* **Your instructions**: Leaving the pictures aside, repeat every line below exactly.

* **Material shown**:
****
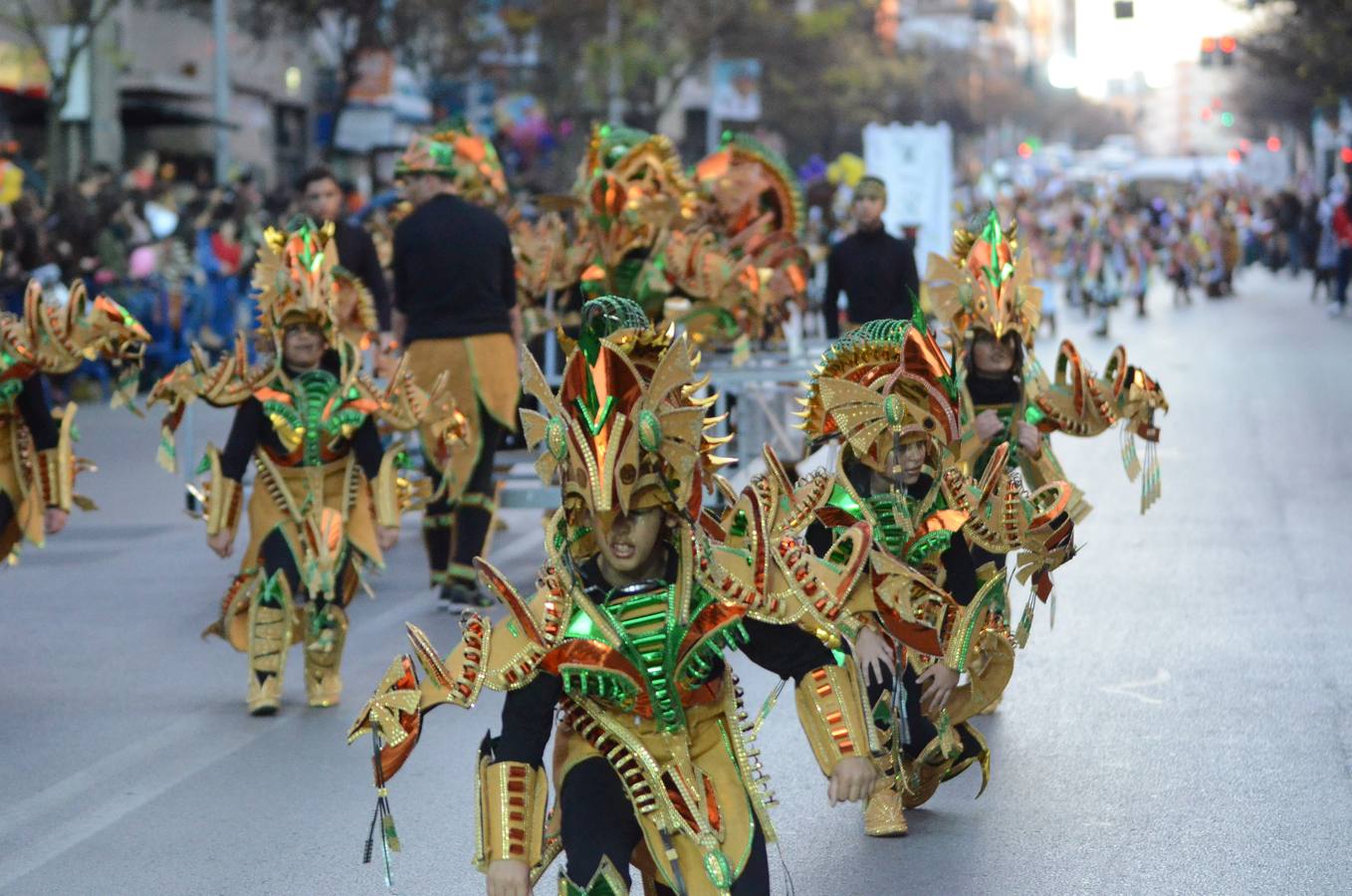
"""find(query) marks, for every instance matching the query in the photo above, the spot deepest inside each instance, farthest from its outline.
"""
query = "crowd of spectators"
(178, 256)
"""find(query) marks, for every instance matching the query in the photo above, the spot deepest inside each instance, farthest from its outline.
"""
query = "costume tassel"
(381, 817)
(166, 456)
(1129, 461)
(1151, 483)
(766, 708)
(1025, 623)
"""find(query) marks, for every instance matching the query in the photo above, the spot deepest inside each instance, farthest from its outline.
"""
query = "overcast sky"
(1162, 34)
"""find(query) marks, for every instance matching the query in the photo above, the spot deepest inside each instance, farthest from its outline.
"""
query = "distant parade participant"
(37, 456)
(873, 269)
(328, 496)
(322, 200)
(986, 299)
(887, 395)
(456, 313)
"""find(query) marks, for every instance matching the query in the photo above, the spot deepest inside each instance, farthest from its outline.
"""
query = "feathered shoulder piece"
(879, 384)
(1078, 401)
(299, 280)
(745, 178)
(457, 151)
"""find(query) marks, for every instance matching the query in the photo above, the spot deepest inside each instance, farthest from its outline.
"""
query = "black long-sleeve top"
(252, 428)
(35, 414)
(958, 560)
(878, 272)
(357, 254)
(454, 272)
(529, 711)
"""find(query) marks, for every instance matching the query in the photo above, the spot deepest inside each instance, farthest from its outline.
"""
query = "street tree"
(1295, 61)
(35, 19)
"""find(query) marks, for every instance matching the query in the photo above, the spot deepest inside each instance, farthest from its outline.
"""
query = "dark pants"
(454, 533)
(1340, 294)
(599, 822)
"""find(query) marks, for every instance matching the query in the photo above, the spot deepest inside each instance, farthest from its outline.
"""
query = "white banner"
(916, 161)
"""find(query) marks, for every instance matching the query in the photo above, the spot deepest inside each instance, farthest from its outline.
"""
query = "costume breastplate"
(312, 418)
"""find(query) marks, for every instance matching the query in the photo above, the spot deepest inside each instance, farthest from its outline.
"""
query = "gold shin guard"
(606, 881)
(326, 632)
(830, 708)
(883, 812)
(269, 635)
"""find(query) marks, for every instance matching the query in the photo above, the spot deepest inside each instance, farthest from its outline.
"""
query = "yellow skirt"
(27, 509)
(482, 370)
(724, 789)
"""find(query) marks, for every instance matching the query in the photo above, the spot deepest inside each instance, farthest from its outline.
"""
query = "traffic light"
(1227, 46)
(886, 21)
(1208, 52)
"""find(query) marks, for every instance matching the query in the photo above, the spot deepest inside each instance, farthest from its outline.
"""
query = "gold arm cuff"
(830, 708)
(56, 468)
(385, 490)
(970, 620)
(512, 800)
(225, 498)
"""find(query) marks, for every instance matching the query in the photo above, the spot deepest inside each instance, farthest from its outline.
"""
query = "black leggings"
(599, 820)
(920, 730)
(472, 515)
(7, 518)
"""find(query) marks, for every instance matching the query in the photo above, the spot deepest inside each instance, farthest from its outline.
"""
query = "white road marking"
(1129, 688)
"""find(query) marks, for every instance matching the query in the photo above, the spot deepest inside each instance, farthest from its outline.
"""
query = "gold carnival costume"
(324, 481)
(479, 370)
(878, 389)
(37, 454)
(652, 715)
(986, 291)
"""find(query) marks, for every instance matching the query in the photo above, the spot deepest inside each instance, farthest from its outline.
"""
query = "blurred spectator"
(322, 200)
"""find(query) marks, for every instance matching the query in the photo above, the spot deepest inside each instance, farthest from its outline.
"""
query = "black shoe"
(465, 594)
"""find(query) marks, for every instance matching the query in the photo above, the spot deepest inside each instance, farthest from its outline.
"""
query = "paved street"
(1186, 727)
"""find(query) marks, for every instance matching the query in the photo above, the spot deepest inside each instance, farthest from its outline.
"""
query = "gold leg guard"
(883, 812)
(606, 881)
(924, 775)
(883, 815)
(326, 632)
(269, 635)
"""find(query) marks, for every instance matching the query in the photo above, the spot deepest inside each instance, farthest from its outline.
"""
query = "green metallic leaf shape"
(649, 431)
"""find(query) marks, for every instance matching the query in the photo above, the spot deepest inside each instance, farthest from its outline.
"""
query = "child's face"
(303, 346)
(911, 461)
(992, 355)
(627, 541)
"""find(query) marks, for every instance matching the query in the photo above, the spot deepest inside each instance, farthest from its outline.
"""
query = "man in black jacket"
(321, 196)
(456, 314)
(873, 269)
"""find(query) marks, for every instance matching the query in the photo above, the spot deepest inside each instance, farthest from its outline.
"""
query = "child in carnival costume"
****
* **Reply**:
"""find(query) marks, for every instance matching the query in the photo above, the spot deepest inside each instance, farthest from its outline.
"""
query = "crowd of spectators"
(178, 256)
"""find(query) marks, for every instance matching the query in the photo above, the spot deepest inside each instance, farthest from its outline.
"""
query = "costume tassel"
(381, 817)
(166, 456)
(1129, 461)
(1151, 483)
(766, 708)
(1025, 623)
"""find(query) marks, for every instance matching the query in the photo above, the spot deepest inside each instance, farthest from its outline.
"""
query = "overcast sky"
(1162, 34)
"""find(query) marks, for every instance matching the query in the photo above, the spot deepest inside each instance, farthest from its outline.
"""
query = "distant parade participant"
(37, 456)
(873, 269)
(328, 496)
(322, 200)
(986, 299)
(887, 395)
(456, 313)
"""find(query) marks, for every instance matching the query in the photo above, the spot deepest inside each instance, farthest from its outline.
"""
query = "feathered shoulder piece"
(879, 384)
(1078, 401)
(299, 280)
(745, 178)
(457, 151)
"""find(query) marks, for every instance matching the query in the photo above, the spot deepest inside each instance, farthest from its outline.
"""
query = "black long-sleeve top"
(252, 428)
(35, 414)
(958, 560)
(878, 272)
(357, 254)
(454, 272)
(529, 711)
"""find(query) marks, for every instance matching the query in the photo above, the spot deepest inside each instance, farthest from its outline.
"""
query = "street tree"
(1295, 61)
(35, 19)
"""find(query) marks, for every instance matching the query in the photo above, the spot deepest inside each instance, farthest from its outline.
"""
query = "dark pants"
(454, 533)
(1340, 294)
(599, 822)
"""find(query) marks, for every instance matching the query in the photo above, the spot deepest inside each instance, farthest from its outline.
"""
query = "white banner"
(916, 161)
"""find(query) marks, for every instance matching the query in the photo above, the spot deepest inside each instance, farthest from its outline.
"""
query = "costume breastplate"
(312, 418)
"""find(query) marks, for every instance matching the query in the photo above, the spot deepest inside each instance, farthest from its outline.
"""
query = "gold shin guard"
(606, 881)
(326, 632)
(830, 708)
(883, 812)
(269, 635)
"""find(query) marks, for every instance matching the query in the photo above, the spot deepest inside each instance, farthest from its outline.
"""
query = "yellow skirt"
(27, 509)
(482, 370)
(724, 789)
"""find(query) marks, for every instance matching the query in the photo above, the spot deepest inside each instance, farthest from its outline.
"""
query = "traffic light"
(1227, 46)
(886, 21)
(1208, 52)
"""find(query) marks, for every instance matching the query in the photo above, the spot deepest inside each instance, farthest from its outline.
"""
query = "gold arm cuff"
(830, 708)
(56, 468)
(385, 490)
(970, 620)
(512, 800)
(225, 498)
"""find(query) marks, for every instance matching the query in the photo above, the spot deepest inside each instance, farthest from its outline.
"""
query = "black leggings"
(599, 820)
(920, 730)
(472, 515)
(7, 518)
"""find(query) marks, for every instance matching the query in the photo above, the spot deepest inside each instance, farthest from its outline.
"""
query = "white road marking"
(1129, 688)
"""find(query) marks, for every instance matching the query in the photo above, the spot deepest inside each instance, farthest from its outline.
"""
query = "gold carnival costume"
(324, 481)
(479, 370)
(878, 389)
(37, 454)
(652, 715)
(986, 291)
"""find(query) marks, for every instance matching the query in the photo above, the spot deepest inside each instance, farthest from its outline.
"""
query = "blurred spectator"
(322, 200)
"""find(query) marks, for every instance matching the query in the photo above, the spot deepest inside each instance, farthest from its outline.
"""
query = "black shoe"
(465, 594)
"""find(query) marks, for every instance matching the query in the photo above, the spot deepest inside each instance, farthest from its outline.
"""
query = "paved street"
(1186, 727)
"""find(query) marks, for every instance matching the query in the photo above, the spot deepest inside each instance, farthest from its outline.
"""
query = "gold leg guard"
(883, 812)
(606, 881)
(924, 775)
(883, 815)
(326, 632)
(269, 635)
"""find(query) marks, for every instance matching the query in the photo above, the spot deepest inside each instance, farthest from its outline.
"""
query = "green metallic leaf shape"
(649, 431)
"""find(query) marks, for every instance matching the query in the photo above, the spot deepest inside each instance, farthest from its outline.
"""
query = "child's face"
(303, 346)
(911, 461)
(992, 355)
(627, 541)
"""find(query) marks, for every instance matching the query in the photo above, the spot deepest inside each instance, farthest from its outline.
"""
query = "man in black jacket"
(321, 196)
(456, 314)
(873, 269)
"""find(query) marks, for every instance matching the query in the photo above, the spot deepest inside each instance, farthest from its outline.
"""
query = "child in carnival costume"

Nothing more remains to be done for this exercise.